Re: [RFC PATCH] Fix race in live migration failure path

All of lore.kernel.org
 help / color / mirror / Atom feed

From: Peter Xu <peterx@redhat.com>
To: Shivam Kumar <shivam.kumar1@nutanix.com>
Cc: Fabiano Rosas <farosas@suse.de>,
	"qemu-devel@nongnu.org" <qemu-devel@nongnu.org>
Subject: Re: [RFC PATCH] Fix race in live migration failure path
Date: Thu, 23 Jan 2025 11:27:15 -0500	[thread overview]
Message-ID: <Z5Jt434QBy92NnBM@x1n> (raw)
In-Reply-To: <35F19D15-7FD0-43D1-B6A0-2FBB5FD9313B@nutanix.com>

On Thu, Jan 23, 2025 at 09:53:16AM +0000, Shivam Kumar wrote:
> 
> 
> > On 22 Jan 2025, at 10:10 PM, Peter Xu <peterx@redhat.com> wrote:
> > 
> > !-------------------------------------------------------------------|
> >  CAUTION: External Email
> > 
> > |-------------------------------------------------------------------!
> > 
> > Hi, Shivam,
> > 
> > On Wed, Jan 22, 2025 at 10:54:17AM +0000, Shivam Kumar wrote:
> >> There is one place where we set the migration status to FAILED but we don’t set
> >> s->error, i.e. in save_snapshot workflow, please check qemu_savevm_state but
> >> not sure setting s->error in this case is possible (or required), as it seems a
> >> different workflow to me.
> > 
> > Yes it's very different indeed.  I may not yet fully get the challenge on
> > how switching to s->error (implies FAILING) would affect this one, though.

_ _ _ _ _

- Task goal
Return the stretch of the migration thread from "All of lore.kernel.org" through "Message-ID: <Z5Jt434QBy92NnBM@x1n> (raw)", copied word for word.

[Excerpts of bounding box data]
_ _ _ _ _

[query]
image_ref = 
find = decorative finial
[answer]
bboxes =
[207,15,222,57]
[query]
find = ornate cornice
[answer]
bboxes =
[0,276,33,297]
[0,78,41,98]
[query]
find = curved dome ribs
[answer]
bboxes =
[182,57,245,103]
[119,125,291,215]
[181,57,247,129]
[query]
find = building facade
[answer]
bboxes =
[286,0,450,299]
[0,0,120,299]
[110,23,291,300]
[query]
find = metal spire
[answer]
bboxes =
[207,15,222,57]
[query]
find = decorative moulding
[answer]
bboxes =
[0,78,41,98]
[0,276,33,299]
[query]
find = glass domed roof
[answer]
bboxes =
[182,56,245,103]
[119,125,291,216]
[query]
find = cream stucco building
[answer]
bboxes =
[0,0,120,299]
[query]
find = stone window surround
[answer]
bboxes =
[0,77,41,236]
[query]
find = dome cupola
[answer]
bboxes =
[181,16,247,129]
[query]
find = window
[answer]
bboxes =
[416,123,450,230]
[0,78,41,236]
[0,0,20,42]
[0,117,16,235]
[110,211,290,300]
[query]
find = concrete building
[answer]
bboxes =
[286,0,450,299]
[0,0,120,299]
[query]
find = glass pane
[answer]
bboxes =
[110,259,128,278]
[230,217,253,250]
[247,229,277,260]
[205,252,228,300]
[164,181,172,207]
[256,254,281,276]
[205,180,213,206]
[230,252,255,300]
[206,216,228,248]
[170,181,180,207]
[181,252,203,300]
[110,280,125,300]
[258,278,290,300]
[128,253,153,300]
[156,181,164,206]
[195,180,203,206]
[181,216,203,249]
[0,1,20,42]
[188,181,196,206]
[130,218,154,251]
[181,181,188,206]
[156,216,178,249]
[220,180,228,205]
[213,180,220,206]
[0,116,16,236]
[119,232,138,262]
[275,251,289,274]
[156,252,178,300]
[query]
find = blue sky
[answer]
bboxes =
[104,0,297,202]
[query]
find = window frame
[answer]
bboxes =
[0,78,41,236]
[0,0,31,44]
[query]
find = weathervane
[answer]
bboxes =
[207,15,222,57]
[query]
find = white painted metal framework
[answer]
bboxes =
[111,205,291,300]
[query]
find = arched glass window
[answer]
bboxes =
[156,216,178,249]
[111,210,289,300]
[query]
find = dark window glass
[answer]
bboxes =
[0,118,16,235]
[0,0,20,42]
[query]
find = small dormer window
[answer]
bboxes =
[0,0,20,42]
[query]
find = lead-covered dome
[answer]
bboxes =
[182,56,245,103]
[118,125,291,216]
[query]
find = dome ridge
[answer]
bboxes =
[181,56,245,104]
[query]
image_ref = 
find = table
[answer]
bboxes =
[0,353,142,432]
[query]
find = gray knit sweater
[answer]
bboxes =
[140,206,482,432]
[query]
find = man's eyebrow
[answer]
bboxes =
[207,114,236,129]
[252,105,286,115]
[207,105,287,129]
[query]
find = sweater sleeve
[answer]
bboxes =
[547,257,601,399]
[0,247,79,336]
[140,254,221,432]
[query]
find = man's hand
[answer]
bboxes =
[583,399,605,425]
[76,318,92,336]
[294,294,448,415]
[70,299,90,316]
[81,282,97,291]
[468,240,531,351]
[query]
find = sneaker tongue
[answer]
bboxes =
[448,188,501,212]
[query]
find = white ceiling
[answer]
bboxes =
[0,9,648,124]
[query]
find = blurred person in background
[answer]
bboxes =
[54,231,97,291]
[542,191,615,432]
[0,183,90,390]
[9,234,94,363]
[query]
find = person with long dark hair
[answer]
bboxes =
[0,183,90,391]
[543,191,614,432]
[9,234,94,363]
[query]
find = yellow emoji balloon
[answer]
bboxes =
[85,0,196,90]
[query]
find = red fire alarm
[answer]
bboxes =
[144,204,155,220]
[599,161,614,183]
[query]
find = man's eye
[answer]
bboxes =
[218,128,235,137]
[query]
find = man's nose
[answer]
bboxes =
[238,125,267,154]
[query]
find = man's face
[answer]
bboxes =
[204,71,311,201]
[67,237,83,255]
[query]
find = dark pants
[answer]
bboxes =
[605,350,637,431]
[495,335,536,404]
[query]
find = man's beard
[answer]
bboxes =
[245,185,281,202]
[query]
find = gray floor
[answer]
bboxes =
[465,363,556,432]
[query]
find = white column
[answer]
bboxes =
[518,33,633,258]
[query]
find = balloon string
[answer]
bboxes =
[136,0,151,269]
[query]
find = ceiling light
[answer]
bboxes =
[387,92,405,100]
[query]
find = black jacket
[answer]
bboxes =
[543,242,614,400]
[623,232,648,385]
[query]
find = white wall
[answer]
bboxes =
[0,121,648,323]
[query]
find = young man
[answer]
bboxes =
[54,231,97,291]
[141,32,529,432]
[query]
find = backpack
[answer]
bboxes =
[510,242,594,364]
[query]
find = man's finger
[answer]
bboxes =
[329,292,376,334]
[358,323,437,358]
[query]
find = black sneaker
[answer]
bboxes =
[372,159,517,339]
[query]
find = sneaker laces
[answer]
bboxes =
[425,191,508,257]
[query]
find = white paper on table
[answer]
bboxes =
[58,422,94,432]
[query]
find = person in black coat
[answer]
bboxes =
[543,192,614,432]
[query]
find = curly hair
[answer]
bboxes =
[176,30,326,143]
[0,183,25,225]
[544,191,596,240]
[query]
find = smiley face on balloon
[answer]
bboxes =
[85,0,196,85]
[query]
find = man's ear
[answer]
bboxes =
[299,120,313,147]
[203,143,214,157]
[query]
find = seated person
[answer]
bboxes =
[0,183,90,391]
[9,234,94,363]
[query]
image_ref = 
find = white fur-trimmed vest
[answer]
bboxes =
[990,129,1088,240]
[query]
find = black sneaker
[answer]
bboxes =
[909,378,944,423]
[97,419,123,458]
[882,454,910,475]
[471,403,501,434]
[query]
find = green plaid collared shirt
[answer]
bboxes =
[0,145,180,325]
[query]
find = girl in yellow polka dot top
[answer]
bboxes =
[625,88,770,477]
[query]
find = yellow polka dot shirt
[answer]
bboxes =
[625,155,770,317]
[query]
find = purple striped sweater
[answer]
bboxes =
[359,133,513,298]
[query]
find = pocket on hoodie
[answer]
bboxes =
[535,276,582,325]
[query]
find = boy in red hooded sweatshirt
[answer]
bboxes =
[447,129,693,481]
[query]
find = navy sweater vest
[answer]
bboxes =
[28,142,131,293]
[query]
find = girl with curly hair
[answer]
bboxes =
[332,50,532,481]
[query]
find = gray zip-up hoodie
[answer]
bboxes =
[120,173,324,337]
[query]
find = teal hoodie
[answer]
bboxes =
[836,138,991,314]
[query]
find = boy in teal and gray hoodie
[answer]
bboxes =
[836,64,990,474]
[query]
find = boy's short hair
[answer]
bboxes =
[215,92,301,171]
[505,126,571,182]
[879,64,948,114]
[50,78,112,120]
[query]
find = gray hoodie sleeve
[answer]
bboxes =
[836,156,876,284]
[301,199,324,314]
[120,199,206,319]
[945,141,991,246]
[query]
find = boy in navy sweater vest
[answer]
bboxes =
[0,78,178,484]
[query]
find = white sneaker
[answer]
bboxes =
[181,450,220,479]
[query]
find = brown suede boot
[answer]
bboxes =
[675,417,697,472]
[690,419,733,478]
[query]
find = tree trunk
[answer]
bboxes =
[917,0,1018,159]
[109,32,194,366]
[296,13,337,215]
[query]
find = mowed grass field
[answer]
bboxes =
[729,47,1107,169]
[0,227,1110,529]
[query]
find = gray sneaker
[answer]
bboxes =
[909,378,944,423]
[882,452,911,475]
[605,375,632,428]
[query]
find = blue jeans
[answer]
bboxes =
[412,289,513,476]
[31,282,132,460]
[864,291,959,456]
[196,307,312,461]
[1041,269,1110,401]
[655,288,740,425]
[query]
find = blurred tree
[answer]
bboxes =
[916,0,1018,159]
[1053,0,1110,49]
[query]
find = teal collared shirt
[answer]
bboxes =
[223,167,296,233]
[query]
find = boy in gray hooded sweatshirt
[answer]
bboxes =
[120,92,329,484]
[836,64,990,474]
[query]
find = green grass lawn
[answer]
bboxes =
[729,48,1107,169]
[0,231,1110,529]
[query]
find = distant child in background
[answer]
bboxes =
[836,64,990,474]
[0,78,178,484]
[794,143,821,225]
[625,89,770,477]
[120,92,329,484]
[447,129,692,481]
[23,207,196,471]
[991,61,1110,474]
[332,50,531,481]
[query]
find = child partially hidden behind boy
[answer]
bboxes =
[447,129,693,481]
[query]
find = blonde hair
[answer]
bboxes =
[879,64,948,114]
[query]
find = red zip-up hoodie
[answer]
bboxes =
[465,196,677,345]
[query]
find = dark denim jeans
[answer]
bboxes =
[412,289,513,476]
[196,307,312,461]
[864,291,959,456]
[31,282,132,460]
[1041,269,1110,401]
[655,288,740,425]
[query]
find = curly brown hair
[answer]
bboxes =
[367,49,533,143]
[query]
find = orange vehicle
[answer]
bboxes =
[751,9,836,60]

_ _ _ _ _

- Response to this task
All of lore.kernel.org
 help / color / mirror / Atom feed

From: Peter Xu <peterx@redhat.com>
To: Shivam Kumar <shivam.kumar1@nutanix.com>
Cc: Fabiano Rosas <farosas@suse.de>,
	"qemu-devel@nongnu.org" <qemu-devel@nongnu.org>
Subject: Re: [RFC PATCH] Fix race in live migration failure path
Date: Thu, 23 Jan 2025 11:27:15 -0500	[thread overview]
Message-ID: <Z5Jt434QBy92NnBM@x1n> (raw)